After finding the line that includes "Class, indicate each instance of the rodent's head" in the records below, transcribe it and each line after it through the last, exactly, and add nothing.

Start of Block

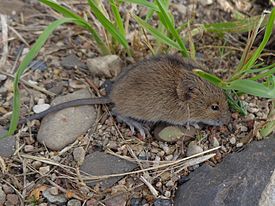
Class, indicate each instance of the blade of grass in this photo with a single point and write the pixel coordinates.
(252, 87)
(170, 27)
(161, 37)
(143, 3)
(265, 74)
(81, 22)
(256, 54)
(118, 19)
(109, 27)
(26, 61)
(240, 26)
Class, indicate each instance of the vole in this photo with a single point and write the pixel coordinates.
(159, 89)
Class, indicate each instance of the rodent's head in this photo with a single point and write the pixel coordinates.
(205, 102)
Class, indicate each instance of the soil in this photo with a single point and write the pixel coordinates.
(22, 173)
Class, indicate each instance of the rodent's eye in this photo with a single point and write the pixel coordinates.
(215, 107)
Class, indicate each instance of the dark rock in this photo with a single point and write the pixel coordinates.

End of Block

Output of the exercise -
Class, indicate each instance of the rodent's head in this photo with a single point and write the pixel coordinates.
(205, 102)
Class, indicate each instance of the soil in this photo with a single point and write the pixel coordinates.
(22, 173)
Class, indicate each instance of the rodent's eye in this photo with a single point and write the pixel coordinates.
(215, 107)
Class, indicate each instance of the dark rock in this photo with a single point and write the pixel coordinates.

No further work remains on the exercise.